What is expected >>
Retype every one of the records below exactly, line for line. Leave the pictures out of your answer.

Records from a data collection:
........

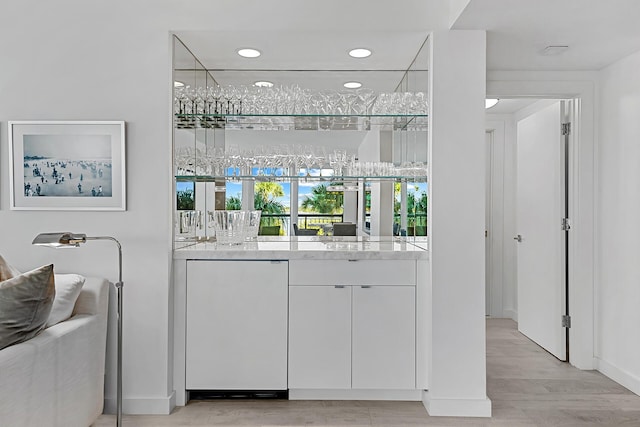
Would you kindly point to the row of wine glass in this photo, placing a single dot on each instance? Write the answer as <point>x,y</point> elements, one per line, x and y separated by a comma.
<point>293,100</point>
<point>284,160</point>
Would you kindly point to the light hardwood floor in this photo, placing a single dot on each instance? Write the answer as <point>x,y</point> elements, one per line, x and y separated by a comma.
<point>527,387</point>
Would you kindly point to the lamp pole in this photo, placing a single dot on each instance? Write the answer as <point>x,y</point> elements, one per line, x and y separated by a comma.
<point>119,285</point>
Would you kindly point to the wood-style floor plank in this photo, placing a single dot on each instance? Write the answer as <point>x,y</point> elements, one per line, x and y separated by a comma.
<point>527,387</point>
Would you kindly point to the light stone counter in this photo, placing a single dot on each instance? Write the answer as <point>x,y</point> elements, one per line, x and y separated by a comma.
<point>308,247</point>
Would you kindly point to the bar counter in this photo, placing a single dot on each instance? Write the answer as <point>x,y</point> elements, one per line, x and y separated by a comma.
<point>308,247</point>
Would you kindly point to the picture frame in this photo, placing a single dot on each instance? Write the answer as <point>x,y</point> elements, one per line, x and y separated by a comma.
<point>67,165</point>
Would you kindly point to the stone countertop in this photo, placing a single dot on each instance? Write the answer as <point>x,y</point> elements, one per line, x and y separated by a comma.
<point>307,247</point>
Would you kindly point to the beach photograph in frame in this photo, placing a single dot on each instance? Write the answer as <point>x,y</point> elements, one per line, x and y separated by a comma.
<point>70,165</point>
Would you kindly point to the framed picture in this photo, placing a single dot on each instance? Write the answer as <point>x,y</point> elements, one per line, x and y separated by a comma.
<point>67,165</point>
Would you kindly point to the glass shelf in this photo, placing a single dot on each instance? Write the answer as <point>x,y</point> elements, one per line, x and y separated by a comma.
<point>302,122</point>
<point>334,179</point>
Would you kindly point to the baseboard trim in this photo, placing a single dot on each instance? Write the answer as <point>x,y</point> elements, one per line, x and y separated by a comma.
<point>510,314</point>
<point>354,394</point>
<point>456,407</point>
<point>152,406</point>
<point>620,376</point>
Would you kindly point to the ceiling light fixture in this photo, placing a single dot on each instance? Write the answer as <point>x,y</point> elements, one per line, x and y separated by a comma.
<point>359,52</point>
<point>248,53</point>
<point>263,83</point>
<point>554,50</point>
<point>352,85</point>
<point>488,103</point>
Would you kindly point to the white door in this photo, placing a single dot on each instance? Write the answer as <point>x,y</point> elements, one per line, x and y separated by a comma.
<point>541,246</point>
<point>236,325</point>
<point>487,221</point>
<point>320,337</point>
<point>383,337</point>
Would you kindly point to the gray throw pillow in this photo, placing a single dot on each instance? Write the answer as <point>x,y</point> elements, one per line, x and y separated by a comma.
<point>25,302</point>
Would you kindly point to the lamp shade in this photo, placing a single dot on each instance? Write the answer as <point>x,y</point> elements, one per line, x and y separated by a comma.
<point>59,239</point>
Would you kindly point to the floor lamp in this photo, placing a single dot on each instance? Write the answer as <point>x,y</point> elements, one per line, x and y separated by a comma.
<point>70,240</point>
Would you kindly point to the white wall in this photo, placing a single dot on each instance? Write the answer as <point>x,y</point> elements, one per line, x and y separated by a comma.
<point>618,225</point>
<point>457,372</point>
<point>78,60</point>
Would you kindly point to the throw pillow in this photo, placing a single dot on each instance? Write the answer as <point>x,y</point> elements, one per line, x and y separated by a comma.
<point>7,271</point>
<point>25,302</point>
<point>68,287</point>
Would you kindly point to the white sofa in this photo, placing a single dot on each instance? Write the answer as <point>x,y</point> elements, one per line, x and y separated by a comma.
<point>57,378</point>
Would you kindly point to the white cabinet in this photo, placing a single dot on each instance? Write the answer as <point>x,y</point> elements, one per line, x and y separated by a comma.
<point>383,338</point>
<point>236,332</point>
<point>351,336</point>
<point>319,337</point>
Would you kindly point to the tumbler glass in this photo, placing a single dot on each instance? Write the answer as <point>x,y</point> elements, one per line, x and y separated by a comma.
<point>253,224</point>
<point>230,227</point>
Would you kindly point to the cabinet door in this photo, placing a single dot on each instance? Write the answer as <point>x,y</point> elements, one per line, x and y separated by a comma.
<point>320,337</point>
<point>236,325</point>
<point>383,337</point>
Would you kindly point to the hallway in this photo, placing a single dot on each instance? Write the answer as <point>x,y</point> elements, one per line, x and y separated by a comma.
<point>527,386</point>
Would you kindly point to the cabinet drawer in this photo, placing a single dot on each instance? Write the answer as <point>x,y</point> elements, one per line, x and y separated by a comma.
<point>345,272</point>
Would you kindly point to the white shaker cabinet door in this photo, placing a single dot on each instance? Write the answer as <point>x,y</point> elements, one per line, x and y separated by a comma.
<point>383,336</point>
<point>236,325</point>
<point>320,337</point>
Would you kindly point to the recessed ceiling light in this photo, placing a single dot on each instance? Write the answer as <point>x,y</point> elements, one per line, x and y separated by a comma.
<point>249,53</point>
<point>488,103</point>
<point>263,83</point>
<point>359,52</point>
<point>352,85</point>
<point>555,50</point>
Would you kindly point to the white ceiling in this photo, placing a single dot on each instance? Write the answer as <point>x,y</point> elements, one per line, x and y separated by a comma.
<point>598,32</point>
<point>311,59</point>
<point>298,35</point>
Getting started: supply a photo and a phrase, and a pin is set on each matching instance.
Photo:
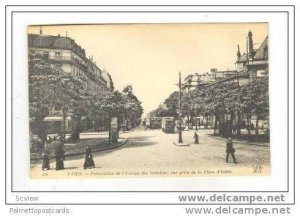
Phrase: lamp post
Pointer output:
(180, 120)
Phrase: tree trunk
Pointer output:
(109, 128)
(64, 126)
(76, 129)
(239, 124)
(256, 126)
(216, 123)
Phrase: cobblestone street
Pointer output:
(154, 153)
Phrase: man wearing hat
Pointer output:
(230, 150)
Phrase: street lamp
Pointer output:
(180, 120)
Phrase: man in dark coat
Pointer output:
(196, 137)
(230, 150)
(88, 162)
(46, 161)
(59, 154)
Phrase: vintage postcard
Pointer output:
(149, 100)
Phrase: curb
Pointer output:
(114, 146)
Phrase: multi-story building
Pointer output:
(249, 66)
(65, 53)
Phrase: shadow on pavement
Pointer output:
(136, 142)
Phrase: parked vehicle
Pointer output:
(168, 124)
(155, 123)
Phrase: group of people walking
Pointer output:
(57, 143)
(89, 161)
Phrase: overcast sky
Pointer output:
(150, 56)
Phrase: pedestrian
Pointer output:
(230, 150)
(196, 137)
(59, 154)
(46, 161)
(88, 162)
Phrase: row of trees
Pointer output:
(50, 86)
(229, 103)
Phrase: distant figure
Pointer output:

........

Written solution >>
Would you kindly point to the row of wine glass in this photo, placing a single dot on each instance? Write the answer as <point>x,y</point> elements, one per line, x and y separated by a comma.
<point>293,100</point>
<point>284,160</point>
Would you kindly point to the light hardwood floor in this photo, placing a single dot on each instance? Write the answer as <point>x,y</point> elements, one per line, x and y separated by a comma.
<point>527,387</point>
Would you kindly point to the lamp pole in this photo, placing a single dot on each instance? Write the answer as <point>x,y</point> elements, one per line, x and y separated by a comma.
<point>119,285</point>
Would you kindly point to the wood-style floor plank in this photo, placing a single dot on each instance? Write the answer as <point>x,y</point> elements, one per line, x and y separated by a comma.
<point>527,387</point>
Would you kindly point to the light stone counter in this photo, placing a single dot on each instance? Write the answer as <point>x,y</point> elements, one per line, x and y separated by a comma.
<point>308,247</point>
Would you kindly point to the bar counter in this photo, placing a single dot on each instance? Write the answer as <point>x,y</point> elements, one per line, x and y separated by a comma.
<point>308,247</point>
Would you kindly point to the picture frame in this photo, placing a single dot on each instance? Write the answer as <point>x,y</point> elements, one per line, x and y separated by a comma.
<point>67,165</point>
Would you kindly point to the stone countertop in this photo, placing a single dot on each instance? Write the answer as <point>x,y</point> elements, one per line, x and y separated by a comma.
<point>307,247</point>
Would you kindly point to the beach photograph in frame in this photo, placing a single dot on each instance? Write the answer as <point>x,y</point> elements, one per line, x and y separated by a comma.
<point>70,165</point>
Would you kindly point to the framed picture in this photo, placing a single dot on each instance? Write the answer as <point>x,y</point> elements, one per line, x and y separated by a comma.
<point>67,165</point>
Would you kindly point to the glass shelf in this photo, placing a single dot on each instance? Write the answer as <point>x,y</point> elements, one per line, x and y separated by a comma.
<point>302,122</point>
<point>334,179</point>
Would you kindly point to the baseboard trim in this photo, placing a single dot on each instance? Write the answer as <point>x,y</point> elements, one per line, x and y separated by a comma.
<point>510,314</point>
<point>354,394</point>
<point>456,407</point>
<point>152,406</point>
<point>620,376</point>
Would you kindly point to the ceiling light fixture in this photo, placing a single dot on each instance? Write the answer as <point>x,y</point> elements, one per line, x and y separated by a comma.
<point>359,52</point>
<point>248,53</point>
<point>263,83</point>
<point>554,50</point>
<point>352,85</point>
<point>488,103</point>
Would you kindly point to the white door in this photo, placing a single dot on each instance? Write the answer as <point>x,y</point> elements, one per line, x and y separated by a comma.
<point>541,246</point>
<point>236,325</point>
<point>487,221</point>
<point>320,337</point>
<point>383,337</point>
Would you kindly point to the gray throw pillow in this photo, placing a single dot on each instance? Write the answer as <point>x,y</point> elements, one per line, x and y separated by a comma.
<point>25,302</point>
Would you kindly point to the lamp shade in this photo, placing a single dot on each instance? Write the answer as <point>x,y</point> elements, one per line, x and y separated by a comma.
<point>59,239</point>
Would you kindly point to the floor lamp in this photo, placing a single dot on each instance? Write the answer as <point>x,y</point> elements, one per line, x and y separated by a comma.
<point>70,240</point>
Would you kindly point to the white wall in this photo, placing a single dot on each instance? Write the answer as <point>x,y</point> elements, one per line, x and y separated by a comma.
<point>618,225</point>
<point>457,372</point>
<point>78,60</point>
Would you kindly point to the throw pillow in this photo, placing a single dot on each instance? Write the answer as <point>x,y</point> elements, one per line, x and y separated by a comma.
<point>7,271</point>
<point>25,302</point>
<point>68,287</point>
Would you kindly point to the white sofa in this photo, placing a single dot on each instance? Write the answer as <point>x,y</point> elements, one per line, x and y separated by a comma.
<point>57,378</point>
Would you kindly point to the white cabinet in this photo, placing a single dot on each instance? Write the answer as <point>x,y</point> elements, one per line, x and y separated by a comma.
<point>383,338</point>
<point>236,332</point>
<point>351,336</point>
<point>319,337</point>
Would you kindly point to the tumbler glass in this photo, placing a single dot on each instance? Write the answer as <point>x,y</point> elements, one per line, x and y separated by a comma.
<point>253,224</point>
<point>230,227</point>
Would you kindly point to the cabinet door in this photo, placing a single dot on each instance? Write the answer as <point>x,y</point> elements, one per line, x and y separated by a comma.
<point>320,337</point>
<point>236,325</point>
<point>383,337</point>
Would you kindly point to the hallway in this photo, placing a single dot on each instance? Write the answer as <point>x,y</point> elements, one per line, x and y separated by a comma.
<point>527,386</point>
Would you kindly point to the cabinet drawer in this photo, placing a single dot on each instance? Write the answer as <point>x,y</point> elements, one per line, x and y separated by a comma.
<point>345,272</point>
Would you kindly point to the white shaker cabinet door in this photo, placing a single dot on each instance? Write the answer as <point>x,y</point> elements, one per line, x and y separated by a comma.
<point>383,336</point>
<point>236,325</point>
<point>320,337</point>
Would you kindly point to the recessed ceiling light in this photo, placing a single dot on each instance? Write the answer as <point>x,y</point> elements, one per line, x and y separated by a comma.
<point>249,53</point>
<point>488,103</point>
<point>263,83</point>
<point>359,52</point>
<point>352,85</point>
<point>555,50</point>
Would you kindly point to the white ceiling in this photo, placing a single dot on each instance? Write the answer as <point>x,y</point> elements, one per line, x and y separated by a comma.
<point>598,32</point>
<point>311,59</point>
<point>298,35</point>
Getting started: supply a photo and a phrase, and a pin is set on each matching instance.
Photo:
Phrase: lamp post
Pointer output:
(180, 120)
Phrase: tree trunk
Pointer output:
(109, 128)
(64, 126)
(76, 129)
(239, 124)
(256, 126)
(216, 123)
Phrase: cobblestone street
Pointer output:
(154, 153)
Phrase: man wearing hat
Pointer output:
(230, 150)
Phrase: street lamp
Pointer output:
(180, 120)
Phrase: man in dark coat
Pointer output:
(196, 137)
(230, 150)
(88, 162)
(46, 161)
(59, 154)
Phrase: vintage postcard
Pointer output:
(149, 100)
Phrase: curb
Pointer output:
(114, 146)
Phrase: multi-story building
Pointer output:
(249, 66)
(65, 53)
Phrase: shadow on pavement
Pointer output:
(136, 142)
Phrase: parked vehicle
Pointer output:
(168, 124)
(155, 123)
Phrase: group of people walking
Pointer output:
(57, 143)
(89, 161)
Phrase: overcast sky
Pointer output:
(150, 56)
Phrase: pedestrian
Pointer output:
(230, 150)
(196, 137)
(59, 154)
(46, 161)
(88, 162)
Phrase: row of trees
Pointer output:
(50, 86)
(229, 103)
Phrase: distant figure
Pointer output:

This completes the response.